◆ DOCUMENT SEGMENT
Coronavirus: Women in labour should remain in car outside hospital if they suspect they are infected

Trine Jensen-Burke


Due in the next few weeks?

If you are set to deliver your baby at the National Maternity Hospital and suspect you might be infected with the novel coronavirus, you will be required to remain in the car outside the building until given personal protective equipment.

Then and only then will you be allowed to enter the building and make your way to the delivery room.

According to Professor Shane Higgins, master of the National Maternity Hospital, patients, including those in active labour, are asked to ring ahead, park outside the entrance of the hospital and ‘beep the horn to alert the medical staff of their arrival.’

If you have any reason to believe you or your partner might be infected with the novel coronavirus, you will need to be triaged in the car first, before being allowed to enter the hospital.

Speaking to the Independent yesterday, Higgins was keen to reassure people that he and his team would continue to work tirelessly to provide safe maternity care in what is an unprecedented public health challenge.

“We are trying as much as possible to remain calm and instil a sense of calm in the patient,” he explained. “We don’t know how challenging this is going to be. We don’t know how serious this is going to be.”

“The message, the professor explains, that he really want patients to be made aware of, is if they think they have the infection, and this is the pre-diagnosis stage, they will need to phone ahead.

Entries drawn from a collection
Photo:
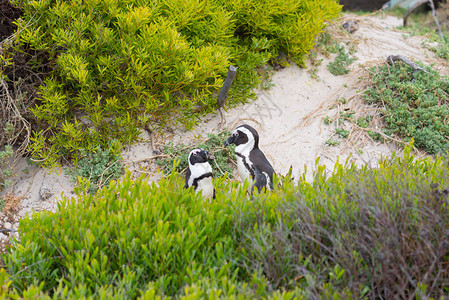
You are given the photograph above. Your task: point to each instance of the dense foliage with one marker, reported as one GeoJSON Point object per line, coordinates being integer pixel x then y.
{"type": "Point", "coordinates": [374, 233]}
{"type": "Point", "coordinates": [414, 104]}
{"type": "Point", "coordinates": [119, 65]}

...

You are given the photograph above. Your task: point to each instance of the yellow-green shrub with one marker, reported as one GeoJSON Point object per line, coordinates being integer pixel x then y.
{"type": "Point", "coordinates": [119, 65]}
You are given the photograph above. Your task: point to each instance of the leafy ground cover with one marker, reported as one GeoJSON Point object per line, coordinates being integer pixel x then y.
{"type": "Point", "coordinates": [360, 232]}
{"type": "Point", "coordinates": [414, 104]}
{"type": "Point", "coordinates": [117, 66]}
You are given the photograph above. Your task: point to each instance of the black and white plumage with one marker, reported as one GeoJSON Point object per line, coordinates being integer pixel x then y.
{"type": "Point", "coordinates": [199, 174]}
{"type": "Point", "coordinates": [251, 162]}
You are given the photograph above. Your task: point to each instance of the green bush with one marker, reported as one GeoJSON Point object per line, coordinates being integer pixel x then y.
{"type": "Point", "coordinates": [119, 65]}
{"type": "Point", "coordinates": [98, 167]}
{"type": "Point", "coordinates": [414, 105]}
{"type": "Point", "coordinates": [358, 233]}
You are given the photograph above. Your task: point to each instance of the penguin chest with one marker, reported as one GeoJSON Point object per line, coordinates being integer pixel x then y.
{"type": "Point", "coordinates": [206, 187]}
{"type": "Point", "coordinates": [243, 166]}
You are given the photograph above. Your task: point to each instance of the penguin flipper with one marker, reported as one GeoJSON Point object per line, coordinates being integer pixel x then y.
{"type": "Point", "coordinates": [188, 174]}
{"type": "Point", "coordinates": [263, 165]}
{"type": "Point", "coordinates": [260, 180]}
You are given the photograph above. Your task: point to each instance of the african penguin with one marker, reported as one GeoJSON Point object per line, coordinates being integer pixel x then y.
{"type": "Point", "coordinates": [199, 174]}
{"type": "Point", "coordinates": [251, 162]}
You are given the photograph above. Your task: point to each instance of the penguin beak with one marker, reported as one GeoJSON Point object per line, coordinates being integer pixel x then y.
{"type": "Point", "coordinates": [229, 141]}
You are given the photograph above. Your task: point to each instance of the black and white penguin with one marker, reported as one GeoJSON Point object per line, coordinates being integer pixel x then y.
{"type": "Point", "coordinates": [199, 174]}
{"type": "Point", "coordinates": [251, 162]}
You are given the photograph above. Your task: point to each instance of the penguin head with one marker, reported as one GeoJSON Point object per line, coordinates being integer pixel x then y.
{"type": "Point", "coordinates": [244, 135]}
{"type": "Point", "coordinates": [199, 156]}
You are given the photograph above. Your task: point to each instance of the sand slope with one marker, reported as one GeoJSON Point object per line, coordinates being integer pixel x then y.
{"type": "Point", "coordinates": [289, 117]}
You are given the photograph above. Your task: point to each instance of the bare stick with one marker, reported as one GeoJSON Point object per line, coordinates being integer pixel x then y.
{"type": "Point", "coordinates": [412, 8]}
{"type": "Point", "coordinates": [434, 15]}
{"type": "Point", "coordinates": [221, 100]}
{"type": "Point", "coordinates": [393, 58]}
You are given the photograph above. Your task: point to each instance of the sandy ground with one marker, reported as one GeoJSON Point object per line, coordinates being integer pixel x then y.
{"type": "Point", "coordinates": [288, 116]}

◆ WHAT IS EXPECTED
Write what comes next in the article about women in labour with suspected coronavirus at the National Maternity Hospital, beginning after its final sentence.

◆ RESPONSE
“Inform us that they are on their way, and they have symptoms suggestive of Covid-19 infection. And when they then come to the front of the hospital, blow their horn and wait for somebody to come out and give them personal protection equipment.”

Labouring women and their partners are then required to remain in their car outside the hospital rather than come in, and will then be met by the nursing and medical staff and be brought into an isolation area.

“We have isolation areas on the ground floor in our emergency departments where patients will be put into a room where there is negative pressure ventilation. So it’s not blowing the viral particles out of the ward, the corridors, and the rooms.

“We are taking all necessary precautions to keep these patients isolated until we assess them. Any patient who has a cough, shortness of breath or a high temperature or other features suggesting a significant viral infection like a sore throat, aches, and pains they need to phone in advance and let us know.”